Predicting subjective video quality

Feb 1, 2008 12:00 PM, By Kevin Ferguson And Winfried Shultz

Difference mean opinion score: A comprehensive approach to emulation the human vision system to obtain accurate and repeatable results when predicting subjective video quality rating.

             
Tools, such as the Tektronix PQA500, can be helpful when
measuring picture impairment in a compression system.

Tools, such as the Tektronix PQA500,can be helpful when measuring picture impairment in a compression system.

For a number of years, work has been performed to replace the manual process of human viewer trials with machines delivering results that highly correlate to the results obtained from ITU BT.500 trials. ITU J.144 attempted to save time and tedium by replacing humans with an algorithm that could take the place of the BT.500 human-based procedure. Although some success was achieved, more general applications remained unaddressed. The key challenges have been the complexity of the human vision system and its proper representation when feeding an electrical video data stream into the analysis engine. In recent years, a proliferation of encoding schemes, formats, resolutions and frame rates have increased the complexity of this task.

The human vision system

Objects in our surroundings usually produce reflections in the presence of light or directly produce light as in the case of most video displays. (See Figure 1.) This light or the reflections enters the human eye through the lens and pupil and triggers the receptors on the retina in the eye to produce a stimulus. The stimulus is passed through the optic nerve to the brain where the visual cortex turns the stimuli of the entire retina into a picture. The information channel to the brain (optic nerve) has a certain capacity further limiting our ability to resolve detail and process movement of the objects we are observing. Once the objects begin to move, acuity will degrade, and the human vision system is limited to processing about 30 pictures per second. Research indicates, however, that we can resolve light stimuli of a much higher frequency (temporal frequency resolution), given the proper settings other aspects of the light stimulus, such as sufficiently high average luminance level, etc.

Simplified human vision system

Figure 1. Simplified human vision system.
Click image to enlarge.

◆ Written instruction 1 ◆
Could you reproduce, word for word, everything in the article on predicting subjective video quality from "Tools, such as the Tektronix PQA500, can" down to "when measuring picture impairment in a compression system."?

◆ Data for the task ◆
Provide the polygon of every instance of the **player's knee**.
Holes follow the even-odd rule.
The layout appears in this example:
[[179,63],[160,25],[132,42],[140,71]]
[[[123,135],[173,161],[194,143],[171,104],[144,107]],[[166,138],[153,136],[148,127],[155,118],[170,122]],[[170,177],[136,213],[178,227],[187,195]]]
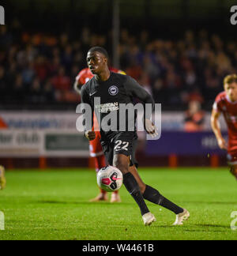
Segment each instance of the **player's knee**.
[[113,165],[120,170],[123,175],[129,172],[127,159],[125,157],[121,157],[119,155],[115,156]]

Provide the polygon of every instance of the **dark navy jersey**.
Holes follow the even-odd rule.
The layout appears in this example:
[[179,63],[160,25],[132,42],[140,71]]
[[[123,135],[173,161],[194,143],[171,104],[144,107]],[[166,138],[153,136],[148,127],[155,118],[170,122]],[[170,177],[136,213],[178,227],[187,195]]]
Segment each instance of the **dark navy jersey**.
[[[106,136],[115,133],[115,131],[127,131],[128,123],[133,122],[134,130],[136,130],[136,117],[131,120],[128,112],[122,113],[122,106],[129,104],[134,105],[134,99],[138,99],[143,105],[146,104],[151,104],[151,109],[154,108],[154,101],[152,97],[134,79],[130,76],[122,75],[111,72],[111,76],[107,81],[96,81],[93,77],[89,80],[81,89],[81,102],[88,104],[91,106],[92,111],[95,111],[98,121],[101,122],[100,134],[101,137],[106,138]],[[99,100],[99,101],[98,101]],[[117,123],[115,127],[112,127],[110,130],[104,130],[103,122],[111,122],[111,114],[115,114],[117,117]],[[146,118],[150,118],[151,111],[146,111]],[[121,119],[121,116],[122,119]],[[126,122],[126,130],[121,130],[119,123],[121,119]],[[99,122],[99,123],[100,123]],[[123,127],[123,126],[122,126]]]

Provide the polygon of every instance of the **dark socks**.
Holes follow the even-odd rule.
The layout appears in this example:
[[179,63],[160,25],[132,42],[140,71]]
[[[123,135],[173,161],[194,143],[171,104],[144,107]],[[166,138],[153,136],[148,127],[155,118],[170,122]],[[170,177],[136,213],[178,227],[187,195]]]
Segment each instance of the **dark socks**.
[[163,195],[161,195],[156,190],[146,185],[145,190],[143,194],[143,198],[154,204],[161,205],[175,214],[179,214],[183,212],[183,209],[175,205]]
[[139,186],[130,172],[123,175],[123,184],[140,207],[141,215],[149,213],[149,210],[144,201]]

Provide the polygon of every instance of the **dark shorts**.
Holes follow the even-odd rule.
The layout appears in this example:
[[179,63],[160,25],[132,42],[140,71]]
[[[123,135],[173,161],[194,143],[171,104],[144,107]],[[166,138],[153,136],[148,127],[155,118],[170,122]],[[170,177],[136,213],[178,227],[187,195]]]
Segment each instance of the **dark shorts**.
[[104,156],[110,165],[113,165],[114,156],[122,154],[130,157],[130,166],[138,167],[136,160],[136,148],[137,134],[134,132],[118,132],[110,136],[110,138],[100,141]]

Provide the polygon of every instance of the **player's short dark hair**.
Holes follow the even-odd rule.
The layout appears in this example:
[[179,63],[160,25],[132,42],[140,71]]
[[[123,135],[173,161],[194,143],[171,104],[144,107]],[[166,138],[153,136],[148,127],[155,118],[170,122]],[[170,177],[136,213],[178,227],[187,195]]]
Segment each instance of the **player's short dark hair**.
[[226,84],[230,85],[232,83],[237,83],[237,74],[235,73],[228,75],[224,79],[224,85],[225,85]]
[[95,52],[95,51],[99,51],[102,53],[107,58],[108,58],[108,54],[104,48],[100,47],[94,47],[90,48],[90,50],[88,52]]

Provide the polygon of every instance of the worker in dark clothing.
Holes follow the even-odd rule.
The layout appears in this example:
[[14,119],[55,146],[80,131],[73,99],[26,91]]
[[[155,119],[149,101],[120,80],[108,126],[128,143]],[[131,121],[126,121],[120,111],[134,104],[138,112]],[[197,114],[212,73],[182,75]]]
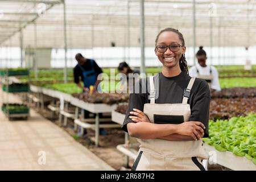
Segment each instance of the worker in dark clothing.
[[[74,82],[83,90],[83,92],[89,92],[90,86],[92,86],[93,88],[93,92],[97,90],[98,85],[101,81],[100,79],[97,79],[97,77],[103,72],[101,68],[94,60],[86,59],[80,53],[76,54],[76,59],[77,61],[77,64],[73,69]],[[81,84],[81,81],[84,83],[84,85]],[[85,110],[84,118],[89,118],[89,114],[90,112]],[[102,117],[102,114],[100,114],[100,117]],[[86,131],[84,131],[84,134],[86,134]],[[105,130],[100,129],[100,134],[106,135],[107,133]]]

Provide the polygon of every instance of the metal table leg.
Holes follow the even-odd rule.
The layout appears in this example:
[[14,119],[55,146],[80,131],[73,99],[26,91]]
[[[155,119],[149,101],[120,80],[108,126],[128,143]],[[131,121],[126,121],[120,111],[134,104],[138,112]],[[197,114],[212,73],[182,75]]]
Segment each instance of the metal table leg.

◆ Written instruction 2 ◆
Would you write out, word for word, everything in the records from the line that contains "Provide the polygon of every instance of the worker" down to the line that contains "Segment each instance of the worker", both of those lines included, leaving out the pictures?

◆ Expected answer 1 ◆
Tools, such as the Tektronix PQA500, can be helpful when
measuring picture impairment in a compression system.

Tools, such as the Tektronix PQA500,can be helpful when measuring picture impairment in a compression system.

◆ Expected answer 2 ◆
Provide the polygon of every instance of the worker in dark clothing.
Holes follow the even-odd rule.
The layout appears in this example:
[[14,119],[55,146],[80,131],[73,99],[26,91]]
[[[155,119],[149,101],[120,80],[108,126],[128,143]],[[131,121],[126,121],[120,111],[134,104],[138,112]],[[197,114],[212,73],[182,75]]]
Segment each instance of the worker in dark clothing.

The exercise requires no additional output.